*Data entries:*
=== Section Start ===
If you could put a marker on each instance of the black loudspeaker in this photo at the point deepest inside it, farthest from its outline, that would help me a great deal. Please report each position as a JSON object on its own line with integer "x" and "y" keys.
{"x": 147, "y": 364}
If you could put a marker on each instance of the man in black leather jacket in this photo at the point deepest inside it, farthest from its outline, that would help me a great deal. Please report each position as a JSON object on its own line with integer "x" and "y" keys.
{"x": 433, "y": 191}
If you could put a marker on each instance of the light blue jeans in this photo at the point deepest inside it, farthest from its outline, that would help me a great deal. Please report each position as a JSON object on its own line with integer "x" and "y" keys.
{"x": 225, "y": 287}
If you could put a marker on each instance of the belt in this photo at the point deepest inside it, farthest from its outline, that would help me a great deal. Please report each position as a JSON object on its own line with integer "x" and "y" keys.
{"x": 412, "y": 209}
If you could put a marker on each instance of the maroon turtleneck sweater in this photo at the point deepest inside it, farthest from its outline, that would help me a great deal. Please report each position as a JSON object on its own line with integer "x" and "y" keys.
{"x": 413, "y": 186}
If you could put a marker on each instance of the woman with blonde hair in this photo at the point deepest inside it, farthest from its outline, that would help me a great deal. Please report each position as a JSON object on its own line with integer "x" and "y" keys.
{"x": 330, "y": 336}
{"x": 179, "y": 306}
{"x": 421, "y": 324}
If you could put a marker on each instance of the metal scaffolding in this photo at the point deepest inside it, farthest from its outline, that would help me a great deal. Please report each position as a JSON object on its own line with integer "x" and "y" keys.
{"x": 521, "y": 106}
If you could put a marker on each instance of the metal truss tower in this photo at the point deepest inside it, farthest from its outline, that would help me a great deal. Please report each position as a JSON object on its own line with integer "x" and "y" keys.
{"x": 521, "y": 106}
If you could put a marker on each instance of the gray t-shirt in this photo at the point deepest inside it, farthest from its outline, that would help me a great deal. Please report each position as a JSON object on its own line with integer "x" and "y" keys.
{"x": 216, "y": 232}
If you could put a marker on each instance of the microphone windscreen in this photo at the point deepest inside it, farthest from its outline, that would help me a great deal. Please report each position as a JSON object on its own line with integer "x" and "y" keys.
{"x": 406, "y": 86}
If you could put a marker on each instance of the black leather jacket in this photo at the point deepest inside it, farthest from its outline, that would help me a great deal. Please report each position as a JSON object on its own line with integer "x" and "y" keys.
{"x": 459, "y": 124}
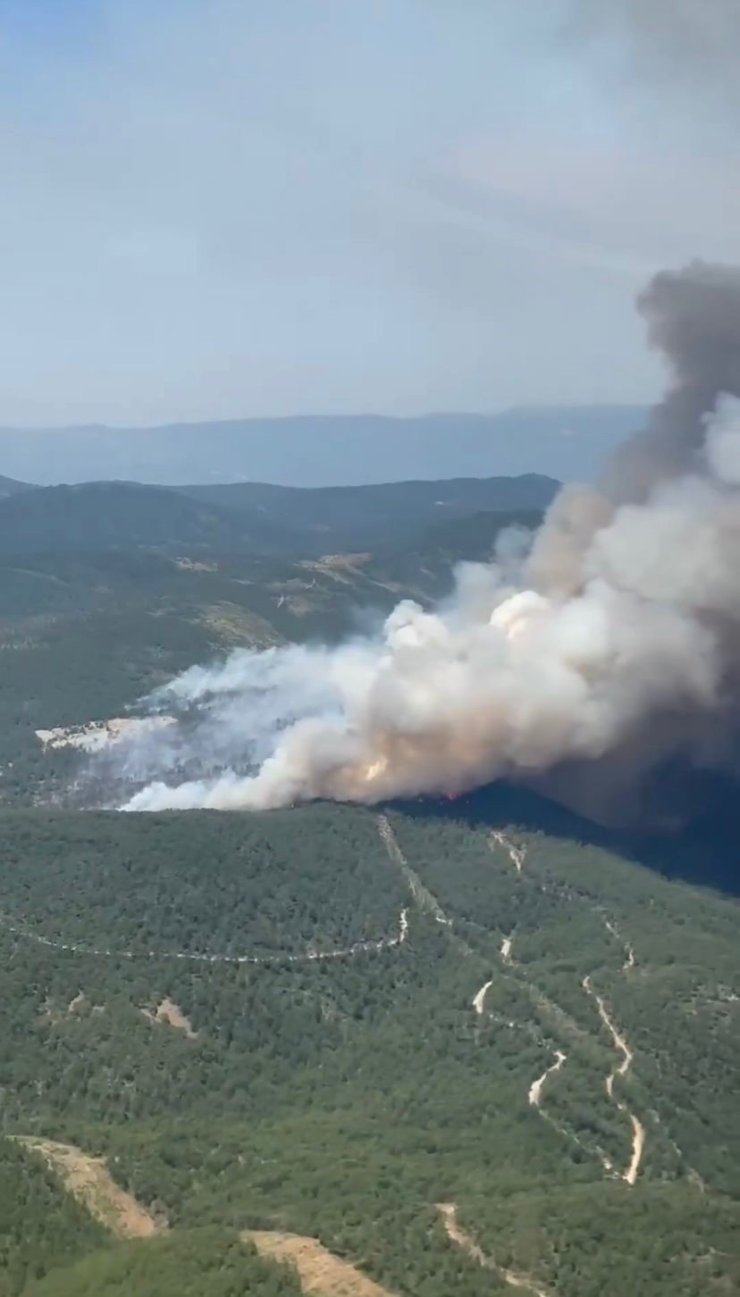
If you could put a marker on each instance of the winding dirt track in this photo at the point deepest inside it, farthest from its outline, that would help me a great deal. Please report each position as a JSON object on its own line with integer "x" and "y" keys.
{"x": 193, "y": 957}
{"x": 480, "y": 998}
{"x": 517, "y": 855}
{"x": 90, "y": 1182}
{"x": 631, "y": 1171}
{"x": 463, "y": 1240}
{"x": 537, "y": 1086}
{"x": 425, "y": 900}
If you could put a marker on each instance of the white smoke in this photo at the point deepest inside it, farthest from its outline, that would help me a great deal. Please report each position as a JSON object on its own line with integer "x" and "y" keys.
{"x": 616, "y": 629}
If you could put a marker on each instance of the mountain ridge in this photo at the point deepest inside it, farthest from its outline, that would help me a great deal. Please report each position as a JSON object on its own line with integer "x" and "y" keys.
{"x": 325, "y": 450}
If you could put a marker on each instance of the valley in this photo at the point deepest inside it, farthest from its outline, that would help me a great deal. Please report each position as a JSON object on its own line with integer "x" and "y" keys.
{"x": 428, "y": 1049}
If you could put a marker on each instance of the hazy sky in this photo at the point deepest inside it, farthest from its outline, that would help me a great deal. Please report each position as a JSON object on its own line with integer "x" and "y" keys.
{"x": 222, "y": 208}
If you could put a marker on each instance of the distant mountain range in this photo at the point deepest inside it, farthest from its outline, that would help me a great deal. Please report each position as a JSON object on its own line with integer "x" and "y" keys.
{"x": 566, "y": 442}
{"x": 253, "y": 518}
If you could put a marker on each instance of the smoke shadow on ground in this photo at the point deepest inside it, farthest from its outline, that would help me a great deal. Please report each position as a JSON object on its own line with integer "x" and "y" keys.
{"x": 704, "y": 851}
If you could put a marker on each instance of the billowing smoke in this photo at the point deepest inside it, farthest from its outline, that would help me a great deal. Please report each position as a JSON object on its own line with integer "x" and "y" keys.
{"x": 608, "y": 643}
{"x": 688, "y": 43}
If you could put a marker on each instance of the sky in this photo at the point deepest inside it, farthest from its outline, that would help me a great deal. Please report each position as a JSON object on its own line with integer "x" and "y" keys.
{"x": 223, "y": 208}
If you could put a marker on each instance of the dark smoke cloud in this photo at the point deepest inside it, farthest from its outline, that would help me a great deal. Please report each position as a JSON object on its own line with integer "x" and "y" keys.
{"x": 609, "y": 647}
{"x": 693, "y": 44}
{"x": 693, "y": 318}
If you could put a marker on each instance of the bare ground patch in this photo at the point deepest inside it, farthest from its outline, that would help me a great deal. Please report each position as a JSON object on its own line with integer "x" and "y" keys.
{"x": 318, "y": 1269}
{"x": 90, "y": 1182}
{"x": 167, "y": 1013}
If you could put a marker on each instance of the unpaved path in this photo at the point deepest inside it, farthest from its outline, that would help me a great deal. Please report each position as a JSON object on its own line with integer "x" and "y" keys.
{"x": 537, "y": 1086}
{"x": 195, "y": 957}
{"x": 463, "y": 1240}
{"x": 630, "y": 1173}
{"x": 425, "y": 900}
{"x": 167, "y": 1013}
{"x": 90, "y": 1182}
{"x": 517, "y": 855}
{"x": 318, "y": 1269}
{"x": 480, "y": 998}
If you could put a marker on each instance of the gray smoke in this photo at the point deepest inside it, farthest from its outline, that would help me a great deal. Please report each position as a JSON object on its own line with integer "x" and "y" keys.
{"x": 611, "y": 640}
{"x": 690, "y": 43}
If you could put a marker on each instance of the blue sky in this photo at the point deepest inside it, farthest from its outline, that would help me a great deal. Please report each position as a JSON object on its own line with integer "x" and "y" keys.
{"x": 223, "y": 208}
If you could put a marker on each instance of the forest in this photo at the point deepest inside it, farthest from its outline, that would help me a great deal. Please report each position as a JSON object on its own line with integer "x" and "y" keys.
{"x": 230, "y": 1011}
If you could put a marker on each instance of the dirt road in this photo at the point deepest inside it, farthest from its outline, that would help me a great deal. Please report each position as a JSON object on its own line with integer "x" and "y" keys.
{"x": 631, "y": 1171}
{"x": 104, "y": 952}
{"x": 517, "y": 855}
{"x": 90, "y": 1182}
{"x": 463, "y": 1240}
{"x": 537, "y": 1086}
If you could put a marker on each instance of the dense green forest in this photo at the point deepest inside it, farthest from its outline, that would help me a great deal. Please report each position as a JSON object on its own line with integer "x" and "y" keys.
{"x": 344, "y": 1096}
{"x": 331, "y": 1021}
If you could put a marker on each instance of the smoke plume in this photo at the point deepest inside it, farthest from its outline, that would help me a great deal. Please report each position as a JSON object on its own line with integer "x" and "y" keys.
{"x": 690, "y": 43}
{"x": 609, "y": 643}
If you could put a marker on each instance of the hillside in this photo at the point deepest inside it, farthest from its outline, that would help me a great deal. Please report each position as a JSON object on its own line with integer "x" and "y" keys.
{"x": 9, "y": 487}
{"x": 344, "y": 518}
{"x": 119, "y": 515}
{"x": 316, "y": 450}
{"x": 370, "y": 1012}
{"x": 249, "y": 518}
{"x": 434, "y": 1049}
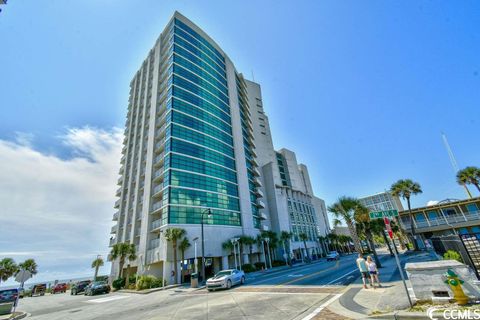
=== Section End ===
*WHAT THE EXERCISE ASKS:* Restate the data above verbatim, skipping every image.

*PROBLEM SOLUTION:*
If you could put a marker on each instance of the black loudspeaker in this photo at the point deepest inside it, farthest from its outline, that would help me a great deal. Please report each position as a JSON object on its own line with integer "x" and "y" keys.
{"x": 147, "y": 364}
If you could put a marker on each instance of the man in black leather jacket in this photo at the point deepest inside it, farthest from its outline, that would help me a great deal. Please report each position as a JSON object on its own line with integer "x" and "y" keys.
{"x": 433, "y": 191}
If you could put a marker on each instance of the light blue jeans in this photo at the point deepest inside it, farthest from its outline, that would help me a great deal. Please report each position as a JSON object on its own line with integer "x" and "y" keys.
{"x": 225, "y": 287}
If you could put a marker on each instance of the belt in this photo at the point deepest inside it, farthest from its outline, that would help me a great deal. Please report each position as a JSON object on its own line with integer "x" and "y" keys.
{"x": 412, "y": 209}
If you could put a marker on each instance of the maroon turtleneck sweater in this photo at the point deepest inside it, farthest from its outline, that would help me a great deal. Please report each position as a JSON object on its own line with integer "x" and "y" keys.
{"x": 413, "y": 186}
If you could put a marker on each instance of the woman with blonde hair in this photo at the point deepest inside it, farthest from its outline, that would help me a great deal. Please report each position as a JSON object on its own line with integer "x" and "y" keys.
{"x": 330, "y": 336}
{"x": 179, "y": 306}
{"x": 421, "y": 324}
If you could put a marker on each instance of the metal scaffolding in this photo at the point deepest inside it, farthest from its outline, that would help me a great deal. Please report each position as a JSON object on its own line with integer "x" and "y" keys.
{"x": 521, "y": 106}
If you could put a marker on each instance of the metal truss tower in this photo at the point deepest inside it, farthest from its outline, that would help me a great deal. Please report each position as a JSON object on its own line with integer "x" and "y" keys.
{"x": 521, "y": 106}
If you could put a marker on each instance of the gray t-shirt in this photo at the point deepest inside it, farthest from its outline, that would help me a great deal. Please report each position as a JSON object on its own line with integer "x" and "y" keys.
{"x": 216, "y": 232}
If you could put a marker on each instance of the microphone windscreen in this photo at the point deepest inside it, farthest from its outline, that would help me a great deal. Please report each position as a JSON object on its own line with integer "x" and "y" keys.
{"x": 406, "y": 86}
If you could put a marker on each instance of the black leather jacket in this photo at the point deepest inside it, farthest from its outline, that would help me a great deal. Please report each position as a JSON object on its own line with integer "x" and "y" keys.
{"x": 459, "y": 124}
If you could put a marker on each instance of the winding dirt track in this photo at the point deepest inside it, farthest from its outline, that would help me a great deal. Please report each position as a JSON object on its own line with integer "x" and "y" keys.
{"x": 193, "y": 957}
{"x": 480, "y": 998}
{"x": 517, "y": 855}
{"x": 90, "y": 1182}
{"x": 631, "y": 1171}
{"x": 463, "y": 1240}
{"x": 537, "y": 1086}
{"x": 425, "y": 900}
If you could put a marker on each instance of the white smoke in this photo at the point deepest inside it, farthest from its outline, that would help me a great deal. Please report each position as a JSON object on its own line with integer "x" and "y" keys.
{"x": 616, "y": 629}
If you could put a marker on each instance of the mountain ridge in this photo at the point deepest inside it, farthest from its outline, that would help me a great deal. Please report each position as a JSON object on its own line with integer "x" and "y" keys.
{"x": 325, "y": 450}
If you could put a marker on each instance of the valley in this photo at the point deepest inside it, farthest from its outline, that would help me a great deal. Please report each position as a JSON object on its own line with integer "x" and "y" keys.
{"x": 428, "y": 1049}
If you could put a marker on each instance of the hazy sky in this photo at the point deepest inside it, farthest from its outline, that would help me a great deal. Please report each position as a JSON object on its own line with integer "x" and "y" keys.
{"x": 222, "y": 208}
If you could put a marker on each instance of the distant mountain range in this photo at the point deepest inside it, farthest from its outline, that would help me a great deal. Please report each position as a JSON object on its own line with integer "x" and "y" keys.
{"x": 566, "y": 442}
{"x": 253, "y": 518}
If you could put a marker on each instance of the smoke shadow on ground in this photo at the point deepest inside it, farthest from its outline, that would help me a great deal. Please report each position as a JSON object on its own line with integer "x" and "y" keys.
{"x": 704, "y": 851}
If you could put a marker on each instance of the billowing smoke in this photo at the point deepest inside it, farthest from its outline, that would help me a great deal. Please report each position as a JSON object on its own line with integer "x" and "y" keys.
{"x": 608, "y": 643}
{"x": 688, "y": 43}
If you could put a marker on each instance of the sky in this photo at the point deepest inside it, farthest from its outline, that would help me a great deal. Please report each position as a JSON object on its own line with integer "x" and "y" keys.
{"x": 223, "y": 208}
If you could put a marker on each instance of the dark smoke cloud in this photo at the point deepest inside it, farthest from its outline, that would help me a great deal. Please report each position as a JSON object on its own line with integer "x" and "y" keys.
{"x": 609, "y": 647}
{"x": 693, "y": 44}
{"x": 693, "y": 318}
If you could put a marker on each instance of the bare ground patch in this photo at the point deepest inside it, farthest from its outline, that would help me a great deal. Please report each position as a JSON object on its own line with integer "x" and "y" keys.
{"x": 318, "y": 1269}
{"x": 90, "y": 1182}
{"x": 167, "y": 1013}
If you could put a marker on each instance of the unpaved path in this photo at the point deepest inside it, farthest from its outline, that would help me a great deal. Please report each position as a JSON object on its own line with integer "x" and "y" keys.
{"x": 537, "y": 1086}
{"x": 195, "y": 957}
{"x": 463, "y": 1240}
{"x": 630, "y": 1173}
{"x": 425, "y": 900}
{"x": 167, "y": 1013}
{"x": 90, "y": 1182}
{"x": 517, "y": 855}
{"x": 318, "y": 1269}
{"x": 480, "y": 998}
If you could put a marker on each instance of the gray smoke in this photo at the point deepest inside it, farthest from its outline, that would help me a great deal. Please report each position as a JSON object on its own line with integer "x" and "y" keys.
{"x": 611, "y": 640}
{"x": 690, "y": 43}
If you could put a marker on each instance of the blue sky in this photo at the point deepest inside it, farthest from its outline, that would help me a great deal. Please report each position as a JSON object on its own line with integer "x" and "y" keys.
{"x": 223, "y": 208}
If you could put a marker on each instance of the forest in this photo at the point deepest inside it, farthest from its outline, that would help me a great deal. Please report each position as a JSON object on its own line with integer "x" and "y" keys.
{"x": 230, "y": 1011}
If you could put a marker on each instance of the dirt road in this photo at the point deepest inside it, farthest from its outline, that would help me a great deal. Please report each position as a JSON object on its own line with integer "x" and "y" keys.
{"x": 631, "y": 1171}
{"x": 104, "y": 952}
{"x": 517, "y": 855}
{"x": 90, "y": 1182}
{"x": 463, "y": 1240}
{"x": 537, "y": 1086}
If you could put a marker on each instance of the dense green forest in this photo at the point deepest inside it, farthest from its outline, that would help me a great deal. Please report each position as a JSON object on its own line with integer "x" and "y" keys.
{"x": 344, "y": 1096}
{"x": 331, "y": 1021}
If you could put a marker on each instance of the smoke plume in this photo at the point deepest inside it, farthest from its outline, that would help me a great deal. Please report each position as a JSON object on its own line with integer "x" and "y" keys.
{"x": 690, "y": 43}
{"x": 609, "y": 643}
If you could put a marker on each instance of the hillside in this photo at the point deepest inside it, farthest from its outline, that would help me a great deal. Please report each position as a JSON object on its own line with integer "x" and "y" keys.
{"x": 9, "y": 487}
{"x": 344, "y": 518}
{"x": 119, "y": 515}
{"x": 316, "y": 450}
{"x": 370, "y": 1012}
{"x": 249, "y": 518}
{"x": 434, "y": 1049}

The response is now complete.